# START OF Article
The Crappiest Winter.
In [121]:
import pandas as pd
import matplotlib.pyplot as plt
% matplotlib inline
In [122]:
#I'm grabbing a year's worth of data for each year, from November 1 of the prior year to October 31 of the "named" year.
url11 = "http://www.wunderground.com/history/airport/KMDW/2010/11/1/CustomHistory.html?dayend=31&monthend=10&yearend=2011&req_city=&req_state=&req_statename=&reqdb.zip=&reqdb.magic=&reqdb.wmo=&format=1"
url12 = "http://www.wunderground.com/history/airport/KMDW/2011/11/1/CustomHistory.html?dayend=31&monthend=10&yearend=2012&req_city=&req_state=&req_statename=&reqdb.zip=&reqdb.magic=&reqdb.wmo=&format=1"
url13 = "http://www.wunderground.com/history/airport/KMDW/2012/11/1/CustomHistory.html?dayend=31&monthend=10&yearend=2013&req_city=&req_state=&req_statename=&reqdb.zip=&reqdb.magic=&reqdb.wmo=&format=1"
url14 = "http://www.wunderground.com/history/airport/KMDW/2013/11/1/CustomHistory.html?dayend=31&monthend=10&yearend=2014&req_city=&req_state=&req_statename=&reqdb.zip=&reqdb.magic=&reqdb.wmo=&format=1"
url15 = "http://www.wunderground.com/history/airport/KMDW/2014/11/1/CustomHistory.html?dayend=31&monthend=10&yearend=2015&req_city=&req_state=&req_statename=&reqdb.zip=&reqdb.magic=&reqdb.wmo=&format=1"
In [123]:
df_2011 = pd.read_csv(url11)
df_2012 = pd.read_csv(url12)
df_2013 = pd.read_csv(url13)
df_2014 = pd.read_csv(url14)
df_2015 = pd.read_csv(url15)
In [124]:
#Check to make sure all our columns are in the same format.
print (df_2011.columns == df_2012.columns)
print (df_2011.columns == df_2013.columns)
print (df_2011.columns == df_2014.columns)
print (df_2011.columns == df_2015.columns)
In [125]:
#Now let's check to see if the columns all contain the same object types.
print ("2011 data types")
print (df_2011.dtypes)
print ()
print ("2012 data types compared to 2011")
print (df_2011.dtypes == df_2012.dtypes)
print ()
print ("2013 data types compared to 2011")
print (df_2011.dtypes == df_2013.dtypes)
# END OF Article
# START OF Data
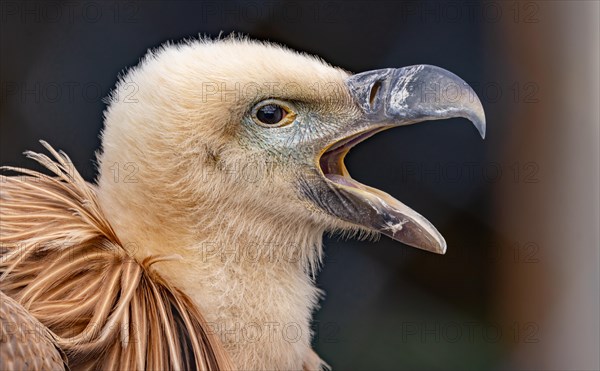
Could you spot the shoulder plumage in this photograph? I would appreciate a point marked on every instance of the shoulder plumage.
(62, 262)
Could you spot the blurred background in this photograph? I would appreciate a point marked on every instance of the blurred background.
(519, 285)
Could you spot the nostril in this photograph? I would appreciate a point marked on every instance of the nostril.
(374, 90)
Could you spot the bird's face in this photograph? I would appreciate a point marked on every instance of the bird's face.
(271, 128)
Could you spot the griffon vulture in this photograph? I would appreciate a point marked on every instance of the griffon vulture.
(222, 165)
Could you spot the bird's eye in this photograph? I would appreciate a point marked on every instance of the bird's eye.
(272, 114)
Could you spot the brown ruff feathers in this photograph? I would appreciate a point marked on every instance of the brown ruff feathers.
(61, 260)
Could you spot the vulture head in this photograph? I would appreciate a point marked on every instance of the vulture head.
(229, 156)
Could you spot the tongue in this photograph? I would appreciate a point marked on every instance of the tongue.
(340, 179)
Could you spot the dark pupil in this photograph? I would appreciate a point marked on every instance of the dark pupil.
(270, 114)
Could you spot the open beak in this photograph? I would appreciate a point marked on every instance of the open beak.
(390, 98)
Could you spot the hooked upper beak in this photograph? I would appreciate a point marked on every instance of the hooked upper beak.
(390, 98)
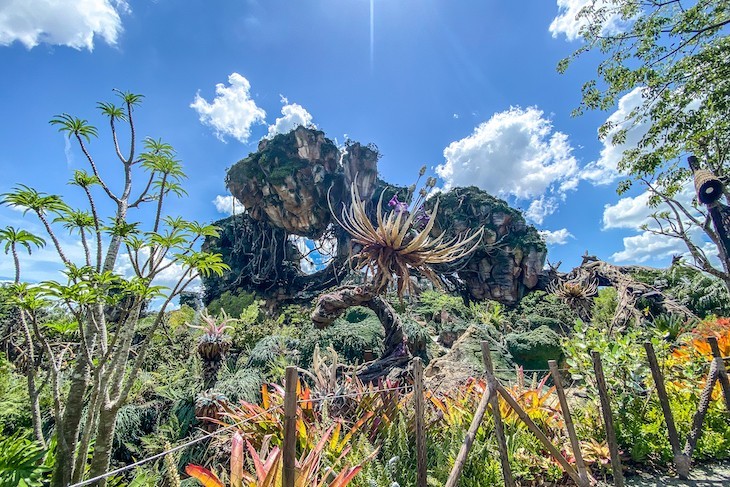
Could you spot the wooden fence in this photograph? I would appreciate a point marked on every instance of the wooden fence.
(489, 401)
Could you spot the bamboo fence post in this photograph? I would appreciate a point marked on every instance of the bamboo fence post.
(681, 462)
(574, 443)
(497, 415)
(290, 427)
(539, 434)
(421, 460)
(699, 417)
(469, 439)
(724, 382)
(618, 476)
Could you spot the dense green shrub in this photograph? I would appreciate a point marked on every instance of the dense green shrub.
(232, 304)
(20, 462)
(432, 302)
(544, 305)
(358, 331)
(14, 414)
(532, 349)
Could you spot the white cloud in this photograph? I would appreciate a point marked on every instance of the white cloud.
(629, 212)
(318, 253)
(515, 153)
(633, 213)
(570, 23)
(73, 24)
(556, 237)
(293, 115)
(232, 112)
(646, 245)
(228, 205)
(540, 208)
(605, 169)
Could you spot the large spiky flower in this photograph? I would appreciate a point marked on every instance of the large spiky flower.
(578, 295)
(213, 344)
(399, 244)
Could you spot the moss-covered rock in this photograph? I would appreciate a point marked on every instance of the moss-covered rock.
(511, 255)
(533, 349)
(464, 359)
(285, 182)
(357, 332)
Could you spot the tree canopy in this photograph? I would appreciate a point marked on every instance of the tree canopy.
(675, 53)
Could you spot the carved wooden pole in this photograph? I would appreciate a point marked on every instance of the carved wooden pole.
(469, 439)
(618, 475)
(574, 443)
(421, 460)
(497, 415)
(699, 417)
(681, 461)
(290, 427)
(722, 372)
(709, 191)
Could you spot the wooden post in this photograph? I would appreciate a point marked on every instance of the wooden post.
(699, 417)
(539, 434)
(722, 371)
(681, 462)
(497, 415)
(290, 427)
(618, 476)
(469, 439)
(421, 460)
(574, 443)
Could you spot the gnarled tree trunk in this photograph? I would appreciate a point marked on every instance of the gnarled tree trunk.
(332, 305)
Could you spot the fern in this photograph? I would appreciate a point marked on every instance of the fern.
(20, 462)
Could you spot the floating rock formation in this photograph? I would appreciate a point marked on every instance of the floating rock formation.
(511, 256)
(288, 187)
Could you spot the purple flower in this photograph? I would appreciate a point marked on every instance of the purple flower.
(398, 206)
(421, 219)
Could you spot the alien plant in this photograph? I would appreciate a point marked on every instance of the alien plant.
(213, 344)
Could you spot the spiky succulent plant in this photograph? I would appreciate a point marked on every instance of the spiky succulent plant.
(208, 406)
(578, 295)
(401, 242)
(213, 344)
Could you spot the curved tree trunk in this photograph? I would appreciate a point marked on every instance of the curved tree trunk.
# END OF Data
> [The request]
Answer these about the winter weather notebook above, one line each:
(a) Per its comment, what span of dates does each year's data cover?
(b) Which airport code appears in every URL?
(c) Against which year's data frame are the other years' columns and data types compared?

> [Response to the exercise]
(a) From November 1 of the prior year to October 31 of the "named" year.
(b) KMDW.
(c) 2011 (df_2011).